§ DOCUMENT SECTION:
-- Begin --

Decrees and DecisionsNewsletter

Important changes in Business Household Tax management according to Decree 68/2026/ND-CP

On March 5, 2026, the Government issued Decree 68/2026/ND-CP (effective immediately), marking a transition from “presumed” tax management to “digitized” and “actually collected” tax management. This is the most important legal document that directly affects more than 5 million business households in Vietnam.

IMPORTANT NEW POINTS

• Tax-free revenue threshold: Raised from 100 million to 500 million VND/year. Businesses with revenue below this level only need to register and do not have to pay VAT and personal income tax.

 • Declare tax based on actual profits: For the first time, businesses have the option to pay personal income tax at 15% on profits (after deducting valid expenses) instead of paying as a percentage of revenue.

• End “Tax Bargaining”: Roadmap to completely abolish Presumptive Tax by the end of 2026. All revenue fluctuations must be updated via electronic invoices created from the cash register.

• Tighten e-commerce: Platforms (Shopee, TikTok…) are required to deduct tax at source. Cash flow data is directly linked to tax authorities.

-- End --

§ WRITTEN EXERCISE 1: Pull out every line of the listing that contains the word "blue". Case matters.
§ WRITTEN EXERCISE 2: Write the next part of the newsletter on Decree 68/2026/ND-CP, picking up after its last sentence.
The listing below has no connection to the tax newsletter above.

§ MATERIAL SUPPLIED:

-- Begin --

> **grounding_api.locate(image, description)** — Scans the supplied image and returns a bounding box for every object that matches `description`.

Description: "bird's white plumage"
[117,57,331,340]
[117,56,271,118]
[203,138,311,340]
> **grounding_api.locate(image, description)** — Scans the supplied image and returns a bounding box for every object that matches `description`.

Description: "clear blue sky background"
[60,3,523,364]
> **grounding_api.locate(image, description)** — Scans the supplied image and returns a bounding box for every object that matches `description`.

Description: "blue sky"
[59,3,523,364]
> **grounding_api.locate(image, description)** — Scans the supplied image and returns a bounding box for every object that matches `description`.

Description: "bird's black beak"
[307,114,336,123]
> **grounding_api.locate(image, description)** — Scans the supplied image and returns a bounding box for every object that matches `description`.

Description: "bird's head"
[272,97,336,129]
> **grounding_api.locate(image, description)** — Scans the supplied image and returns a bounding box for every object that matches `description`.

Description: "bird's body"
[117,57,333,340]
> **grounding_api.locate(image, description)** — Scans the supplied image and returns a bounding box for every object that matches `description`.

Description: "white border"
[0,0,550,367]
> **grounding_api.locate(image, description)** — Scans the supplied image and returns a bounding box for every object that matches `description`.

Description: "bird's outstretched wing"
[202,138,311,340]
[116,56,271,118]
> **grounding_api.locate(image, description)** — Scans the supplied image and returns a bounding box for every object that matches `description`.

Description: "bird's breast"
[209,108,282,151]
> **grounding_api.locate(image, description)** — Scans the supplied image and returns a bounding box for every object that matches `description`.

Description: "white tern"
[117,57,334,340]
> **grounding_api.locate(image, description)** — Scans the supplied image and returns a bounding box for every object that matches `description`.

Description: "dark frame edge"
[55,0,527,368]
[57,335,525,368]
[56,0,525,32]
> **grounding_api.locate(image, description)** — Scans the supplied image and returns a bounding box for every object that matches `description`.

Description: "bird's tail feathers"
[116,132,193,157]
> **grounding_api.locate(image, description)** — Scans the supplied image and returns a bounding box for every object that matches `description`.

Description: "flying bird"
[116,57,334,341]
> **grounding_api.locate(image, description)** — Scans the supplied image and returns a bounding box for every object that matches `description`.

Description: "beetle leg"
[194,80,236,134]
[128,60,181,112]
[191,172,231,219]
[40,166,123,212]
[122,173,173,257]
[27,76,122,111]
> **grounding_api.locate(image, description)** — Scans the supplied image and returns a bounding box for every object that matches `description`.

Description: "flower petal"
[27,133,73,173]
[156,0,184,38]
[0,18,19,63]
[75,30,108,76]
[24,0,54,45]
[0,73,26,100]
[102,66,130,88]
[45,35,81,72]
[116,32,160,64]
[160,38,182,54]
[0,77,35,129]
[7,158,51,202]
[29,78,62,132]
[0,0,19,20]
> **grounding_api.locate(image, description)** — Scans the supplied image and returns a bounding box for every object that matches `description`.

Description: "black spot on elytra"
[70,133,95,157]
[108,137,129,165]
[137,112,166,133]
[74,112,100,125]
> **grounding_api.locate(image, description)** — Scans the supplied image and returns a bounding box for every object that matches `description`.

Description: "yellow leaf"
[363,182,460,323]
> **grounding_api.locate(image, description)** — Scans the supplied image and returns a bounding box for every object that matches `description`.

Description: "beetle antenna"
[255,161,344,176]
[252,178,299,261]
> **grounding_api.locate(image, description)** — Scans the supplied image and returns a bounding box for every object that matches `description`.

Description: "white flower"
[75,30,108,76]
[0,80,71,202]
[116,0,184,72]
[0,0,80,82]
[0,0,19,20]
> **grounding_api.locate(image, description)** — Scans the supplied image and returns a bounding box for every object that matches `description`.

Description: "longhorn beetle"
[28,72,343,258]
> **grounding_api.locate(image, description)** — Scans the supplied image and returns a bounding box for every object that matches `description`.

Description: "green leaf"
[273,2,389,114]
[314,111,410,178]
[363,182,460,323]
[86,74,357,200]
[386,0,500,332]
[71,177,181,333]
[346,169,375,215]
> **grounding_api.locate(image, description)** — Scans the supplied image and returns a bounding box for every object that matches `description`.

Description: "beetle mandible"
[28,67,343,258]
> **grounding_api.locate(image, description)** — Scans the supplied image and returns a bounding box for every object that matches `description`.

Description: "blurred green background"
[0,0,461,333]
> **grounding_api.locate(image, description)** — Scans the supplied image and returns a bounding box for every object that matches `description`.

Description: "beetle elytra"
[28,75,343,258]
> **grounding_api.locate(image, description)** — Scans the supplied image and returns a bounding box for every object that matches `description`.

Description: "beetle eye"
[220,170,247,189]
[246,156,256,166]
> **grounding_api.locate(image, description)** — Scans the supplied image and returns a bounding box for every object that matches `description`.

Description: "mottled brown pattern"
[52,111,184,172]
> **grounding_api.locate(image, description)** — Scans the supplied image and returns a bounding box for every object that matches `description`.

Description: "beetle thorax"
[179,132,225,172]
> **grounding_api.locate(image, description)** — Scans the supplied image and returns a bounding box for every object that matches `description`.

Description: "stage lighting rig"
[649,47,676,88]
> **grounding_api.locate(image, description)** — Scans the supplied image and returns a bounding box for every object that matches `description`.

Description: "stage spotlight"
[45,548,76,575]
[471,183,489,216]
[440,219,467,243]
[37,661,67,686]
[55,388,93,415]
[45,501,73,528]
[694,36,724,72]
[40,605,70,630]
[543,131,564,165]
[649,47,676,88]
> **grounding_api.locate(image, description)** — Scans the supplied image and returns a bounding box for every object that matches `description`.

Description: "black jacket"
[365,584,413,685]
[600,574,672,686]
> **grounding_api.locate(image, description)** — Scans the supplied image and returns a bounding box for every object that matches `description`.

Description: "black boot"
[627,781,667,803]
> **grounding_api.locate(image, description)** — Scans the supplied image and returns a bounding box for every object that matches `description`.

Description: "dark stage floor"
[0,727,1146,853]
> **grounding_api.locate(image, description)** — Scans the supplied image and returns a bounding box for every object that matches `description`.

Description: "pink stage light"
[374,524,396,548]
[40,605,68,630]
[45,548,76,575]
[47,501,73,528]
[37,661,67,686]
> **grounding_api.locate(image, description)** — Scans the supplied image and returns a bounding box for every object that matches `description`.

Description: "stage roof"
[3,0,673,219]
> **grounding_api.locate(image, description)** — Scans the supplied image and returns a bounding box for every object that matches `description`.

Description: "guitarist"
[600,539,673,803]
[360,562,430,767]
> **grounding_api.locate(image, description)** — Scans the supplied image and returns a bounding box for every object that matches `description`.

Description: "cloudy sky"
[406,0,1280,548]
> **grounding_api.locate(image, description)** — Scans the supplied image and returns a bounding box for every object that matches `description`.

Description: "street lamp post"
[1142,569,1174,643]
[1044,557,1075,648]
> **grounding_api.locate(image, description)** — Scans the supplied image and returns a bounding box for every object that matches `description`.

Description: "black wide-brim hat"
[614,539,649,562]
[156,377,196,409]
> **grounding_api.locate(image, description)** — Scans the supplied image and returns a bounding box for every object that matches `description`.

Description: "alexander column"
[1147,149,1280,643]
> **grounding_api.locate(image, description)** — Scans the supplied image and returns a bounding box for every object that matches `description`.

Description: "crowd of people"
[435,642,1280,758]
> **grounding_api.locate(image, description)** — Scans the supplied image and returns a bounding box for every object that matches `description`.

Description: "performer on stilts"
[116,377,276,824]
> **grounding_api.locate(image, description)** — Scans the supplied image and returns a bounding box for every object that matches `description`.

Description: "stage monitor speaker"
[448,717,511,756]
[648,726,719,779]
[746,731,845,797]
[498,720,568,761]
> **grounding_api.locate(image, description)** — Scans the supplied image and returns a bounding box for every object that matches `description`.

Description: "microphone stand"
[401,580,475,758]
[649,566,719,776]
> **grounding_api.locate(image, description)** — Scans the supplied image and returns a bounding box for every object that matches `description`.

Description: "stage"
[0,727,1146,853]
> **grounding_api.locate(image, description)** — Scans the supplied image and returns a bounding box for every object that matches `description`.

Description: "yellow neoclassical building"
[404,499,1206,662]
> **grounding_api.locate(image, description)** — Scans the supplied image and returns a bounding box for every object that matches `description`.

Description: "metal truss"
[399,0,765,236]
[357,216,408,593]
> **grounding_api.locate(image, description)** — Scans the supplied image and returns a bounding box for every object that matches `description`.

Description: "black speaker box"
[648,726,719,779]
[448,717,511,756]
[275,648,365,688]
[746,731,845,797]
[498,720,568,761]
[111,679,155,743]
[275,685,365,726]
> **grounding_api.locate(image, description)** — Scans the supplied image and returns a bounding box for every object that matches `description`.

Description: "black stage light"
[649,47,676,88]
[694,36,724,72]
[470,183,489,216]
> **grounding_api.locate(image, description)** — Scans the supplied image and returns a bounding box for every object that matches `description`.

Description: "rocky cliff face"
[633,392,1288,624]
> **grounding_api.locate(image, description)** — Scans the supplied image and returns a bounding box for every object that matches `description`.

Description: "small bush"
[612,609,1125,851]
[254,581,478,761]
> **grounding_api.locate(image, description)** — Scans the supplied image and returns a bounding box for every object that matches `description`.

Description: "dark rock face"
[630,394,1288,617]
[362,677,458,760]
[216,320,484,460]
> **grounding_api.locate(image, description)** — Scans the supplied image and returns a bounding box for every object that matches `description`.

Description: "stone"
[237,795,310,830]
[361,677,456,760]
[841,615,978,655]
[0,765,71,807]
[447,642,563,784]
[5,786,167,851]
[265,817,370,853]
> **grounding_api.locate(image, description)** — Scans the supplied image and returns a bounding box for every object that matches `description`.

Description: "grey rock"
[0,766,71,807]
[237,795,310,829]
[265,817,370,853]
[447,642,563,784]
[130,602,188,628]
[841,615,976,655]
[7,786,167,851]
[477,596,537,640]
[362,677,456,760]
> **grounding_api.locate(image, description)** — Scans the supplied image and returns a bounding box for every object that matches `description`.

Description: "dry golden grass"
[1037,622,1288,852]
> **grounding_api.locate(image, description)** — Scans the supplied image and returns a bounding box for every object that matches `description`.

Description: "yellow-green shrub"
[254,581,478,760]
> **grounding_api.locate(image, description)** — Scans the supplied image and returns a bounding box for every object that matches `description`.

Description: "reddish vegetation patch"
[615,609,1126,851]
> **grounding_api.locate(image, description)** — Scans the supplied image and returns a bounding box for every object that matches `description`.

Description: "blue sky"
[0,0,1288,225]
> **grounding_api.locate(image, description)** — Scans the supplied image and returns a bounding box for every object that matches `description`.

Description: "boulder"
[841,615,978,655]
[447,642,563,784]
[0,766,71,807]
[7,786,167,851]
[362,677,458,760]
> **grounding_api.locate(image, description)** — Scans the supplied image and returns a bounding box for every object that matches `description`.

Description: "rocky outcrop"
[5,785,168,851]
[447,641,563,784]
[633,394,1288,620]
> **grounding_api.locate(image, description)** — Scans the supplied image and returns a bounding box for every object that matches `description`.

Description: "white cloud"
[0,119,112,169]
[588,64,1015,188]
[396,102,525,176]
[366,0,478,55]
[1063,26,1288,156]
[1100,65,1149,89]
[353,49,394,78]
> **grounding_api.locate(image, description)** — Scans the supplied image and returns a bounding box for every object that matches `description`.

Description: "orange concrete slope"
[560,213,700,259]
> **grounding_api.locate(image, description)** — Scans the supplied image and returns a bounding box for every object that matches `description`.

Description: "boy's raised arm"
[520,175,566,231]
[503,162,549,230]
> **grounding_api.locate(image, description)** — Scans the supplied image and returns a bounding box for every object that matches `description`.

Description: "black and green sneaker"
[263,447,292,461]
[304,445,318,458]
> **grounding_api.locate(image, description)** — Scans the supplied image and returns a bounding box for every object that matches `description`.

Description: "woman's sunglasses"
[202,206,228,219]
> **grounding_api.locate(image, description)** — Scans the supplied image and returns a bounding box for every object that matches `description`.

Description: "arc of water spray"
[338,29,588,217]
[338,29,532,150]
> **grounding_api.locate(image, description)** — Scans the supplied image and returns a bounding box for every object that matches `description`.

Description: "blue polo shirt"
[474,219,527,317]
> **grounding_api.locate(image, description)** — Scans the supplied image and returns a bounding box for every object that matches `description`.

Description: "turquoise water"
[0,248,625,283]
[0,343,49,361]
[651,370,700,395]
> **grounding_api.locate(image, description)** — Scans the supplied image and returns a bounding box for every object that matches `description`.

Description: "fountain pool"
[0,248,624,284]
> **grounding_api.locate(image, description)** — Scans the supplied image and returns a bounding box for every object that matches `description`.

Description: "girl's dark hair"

-- End --

§ TASK ANSWER 1:
Description: "clear blue sky background"
Description: "blue sky"
Description: "blue sky"
Description: "blue polo shirt"

§ TASK ANSWER 2:
LEGAL RISKS & WARNINGS

1. Risk of “Cost Trap”: If you choose the profit-based tax payment method but do not have a legal input invoice, the actual tax payable may be 2-3 times higher than the old method.

 2. Risk of Collection from Personal Accounts: Tax authorities have the right to retrieve bank data for comparison. Any money entering an account that cannot be proven to have a non-business origin will be defaulted as taxable revenue.

3. Criminalization Risk: Failure to issue invoices or using illegal invoices to optimize costs can lead to charges of tax evasion under the Criminal Code if the amount of violation is large.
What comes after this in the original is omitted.